Aim of the exercise: Please arrange the lines of the material from the line with "Where can the red flower be" up to and including the line with "(688, 1133)" as a Markdown table with the columns Row and Line, omitting any blank lines.

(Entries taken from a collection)
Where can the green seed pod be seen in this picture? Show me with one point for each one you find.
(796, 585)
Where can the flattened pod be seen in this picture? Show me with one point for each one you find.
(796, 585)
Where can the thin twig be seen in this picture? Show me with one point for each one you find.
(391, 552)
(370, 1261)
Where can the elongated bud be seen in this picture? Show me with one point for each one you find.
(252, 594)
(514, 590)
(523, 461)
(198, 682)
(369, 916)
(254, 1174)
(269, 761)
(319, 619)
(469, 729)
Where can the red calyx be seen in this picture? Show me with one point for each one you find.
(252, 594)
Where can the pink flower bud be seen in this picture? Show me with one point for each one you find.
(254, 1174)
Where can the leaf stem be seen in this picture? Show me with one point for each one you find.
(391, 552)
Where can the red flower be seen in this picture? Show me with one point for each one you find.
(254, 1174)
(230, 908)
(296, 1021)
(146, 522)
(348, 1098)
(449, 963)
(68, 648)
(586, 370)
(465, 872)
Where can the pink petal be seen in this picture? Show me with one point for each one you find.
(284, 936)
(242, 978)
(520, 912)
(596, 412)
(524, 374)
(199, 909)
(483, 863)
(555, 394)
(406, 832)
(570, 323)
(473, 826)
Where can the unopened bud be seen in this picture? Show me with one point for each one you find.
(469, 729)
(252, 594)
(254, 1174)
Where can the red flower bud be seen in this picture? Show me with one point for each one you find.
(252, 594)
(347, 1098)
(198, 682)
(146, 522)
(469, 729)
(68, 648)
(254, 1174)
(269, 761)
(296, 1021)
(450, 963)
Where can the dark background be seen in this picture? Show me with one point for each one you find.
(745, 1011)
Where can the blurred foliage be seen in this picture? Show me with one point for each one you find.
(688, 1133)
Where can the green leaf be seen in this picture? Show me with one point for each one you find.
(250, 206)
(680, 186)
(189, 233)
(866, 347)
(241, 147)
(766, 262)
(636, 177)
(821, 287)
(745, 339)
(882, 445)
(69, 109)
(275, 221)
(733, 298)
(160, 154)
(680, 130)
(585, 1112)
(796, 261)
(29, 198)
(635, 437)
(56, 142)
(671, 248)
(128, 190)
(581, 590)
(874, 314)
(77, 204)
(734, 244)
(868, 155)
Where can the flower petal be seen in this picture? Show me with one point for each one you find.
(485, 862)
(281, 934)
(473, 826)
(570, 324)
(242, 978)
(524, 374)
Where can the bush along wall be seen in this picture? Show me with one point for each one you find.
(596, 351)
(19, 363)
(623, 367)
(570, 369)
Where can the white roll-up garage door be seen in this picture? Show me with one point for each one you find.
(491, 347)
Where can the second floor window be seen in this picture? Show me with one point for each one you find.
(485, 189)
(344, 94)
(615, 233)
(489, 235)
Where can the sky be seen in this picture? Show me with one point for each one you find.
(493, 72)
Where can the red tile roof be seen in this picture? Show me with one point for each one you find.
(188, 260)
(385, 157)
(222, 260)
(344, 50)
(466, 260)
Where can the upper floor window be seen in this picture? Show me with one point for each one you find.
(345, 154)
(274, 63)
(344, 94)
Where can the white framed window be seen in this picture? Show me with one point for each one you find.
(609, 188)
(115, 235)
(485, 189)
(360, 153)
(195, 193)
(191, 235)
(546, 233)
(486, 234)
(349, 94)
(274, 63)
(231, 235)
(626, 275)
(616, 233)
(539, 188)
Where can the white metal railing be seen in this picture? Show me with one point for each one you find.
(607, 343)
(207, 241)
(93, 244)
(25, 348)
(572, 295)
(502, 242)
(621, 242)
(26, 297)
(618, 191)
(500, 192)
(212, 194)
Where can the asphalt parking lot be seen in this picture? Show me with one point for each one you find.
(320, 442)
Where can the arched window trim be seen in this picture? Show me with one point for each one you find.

Final result:
| Row | Line |
|---|---|
| 1 | Where can the red flower be seen in this picture? Show me with one point for each one you find. |
| 2 | (254, 1174) |
| 3 | (230, 908) |
| 4 | (296, 1021) |
| 5 | (146, 522) |
| 6 | (348, 1098) |
| 7 | (449, 963) |
| 8 | (68, 648) |
| 9 | (586, 370) |
| 10 | (465, 872) |
| 11 | Where can the pink petal be seen in this picture? Show me with one point for each one you find. |
| 12 | (284, 936) |
| 13 | (242, 978) |
| 14 | (520, 912) |
| 15 | (596, 412) |
| 16 | (524, 374) |
| 17 | (199, 909) |
| 18 | (483, 863) |
| 19 | (555, 394) |
| 20 | (406, 832) |
| 21 | (570, 323) |
| 22 | (473, 826) |
| 23 | Where can the unopened bud be seen in this picture? Show me with one point for each one you find. |
| 24 | (469, 729) |
| 25 | (252, 594) |
| 26 | (254, 1174) |
| 27 | Where can the red flower bud be seen in this picture? Show me with one point for each one you find. |
| 28 | (252, 594) |
| 29 | (347, 1098) |
| 30 | (198, 682) |
| 31 | (146, 522) |
| 32 | (469, 729) |
| 33 | (68, 648) |
| 34 | (254, 1174) |
| 35 | (269, 761) |
| 36 | (296, 1021) |
| 37 | (450, 963) |
| 38 | Where can the dark background be seen in this picture? Show me with one point for each one you find. |
| 39 | (745, 1011) |
| 40 | Where can the blurred foliage be seen in this picture? Show me with one point for each one you find. |
| 41 | (688, 1133) |